§ WHAT YOU HAVE TO DO
If a record contains a picture, skip the picture and transcribe the rest exactly.

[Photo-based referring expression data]
*** Block opens ***

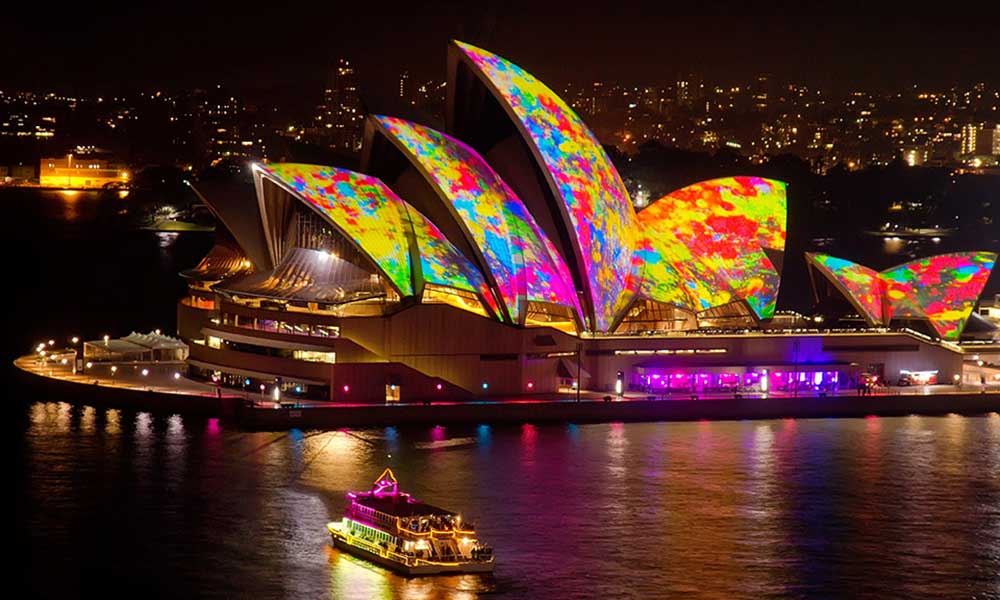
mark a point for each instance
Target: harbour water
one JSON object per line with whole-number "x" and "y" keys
{"x": 113, "y": 502}
{"x": 117, "y": 502}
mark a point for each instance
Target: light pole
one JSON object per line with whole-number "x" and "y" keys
{"x": 579, "y": 368}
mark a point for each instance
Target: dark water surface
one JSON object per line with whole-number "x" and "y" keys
{"x": 903, "y": 507}
{"x": 111, "y": 502}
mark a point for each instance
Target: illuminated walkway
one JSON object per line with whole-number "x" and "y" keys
{"x": 167, "y": 377}
{"x": 162, "y": 377}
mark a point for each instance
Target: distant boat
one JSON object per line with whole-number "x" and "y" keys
{"x": 452, "y": 443}
{"x": 393, "y": 529}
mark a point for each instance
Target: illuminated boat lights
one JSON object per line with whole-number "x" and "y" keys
{"x": 395, "y": 530}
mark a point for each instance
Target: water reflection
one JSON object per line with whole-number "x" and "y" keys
{"x": 878, "y": 507}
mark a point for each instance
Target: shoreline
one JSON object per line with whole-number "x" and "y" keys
{"x": 501, "y": 411}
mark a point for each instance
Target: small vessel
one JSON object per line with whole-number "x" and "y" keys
{"x": 395, "y": 530}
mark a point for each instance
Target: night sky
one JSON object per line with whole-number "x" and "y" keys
{"x": 280, "y": 53}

*** Block closes ***

§ RESPONSE BOX
mark a point for each instance
Target: harbour water
one JSON object per line with whole-number "x" and "y" keys
{"x": 113, "y": 502}
{"x": 117, "y": 502}
mark a point for each instance
Target: light pole
one JSON object per line with whole-number "x" and "y" keys
{"x": 579, "y": 368}
mark a point for each instance
Target: dark water surface
one JSON object per line with whole-number "x" and "y" keys
{"x": 903, "y": 507}
{"x": 111, "y": 502}
mark a point for each instance
Target: illuminated walkway
one JSON object per line with whole-number "x" and "y" keys
{"x": 167, "y": 377}
{"x": 162, "y": 377}
mark a point for each instance
Target: distant boat
one JSON object per line with whole-number "x" and "y" keys
{"x": 452, "y": 443}
{"x": 393, "y": 529}
mark a point for each instance
Target: illuminated boat lights
one JSON object per line with whole-number "x" and "y" keys
{"x": 395, "y": 530}
mark a point for each instance
Target: water reflection
one JSON object per line with whole-number "x" and "y" keys
{"x": 878, "y": 507}
mark a point for each instance
Target: shoreline
one JSON object per line with whole-number "x" and "y" keys
{"x": 501, "y": 411}
mark a point for each instance
Target: small vessel
one JSON object per line with whole-number "x" and "y" keys
{"x": 395, "y": 530}
mark a point for each instance
Target: night sky
one JSON object per line with whole-number "x" and "y" keys
{"x": 280, "y": 53}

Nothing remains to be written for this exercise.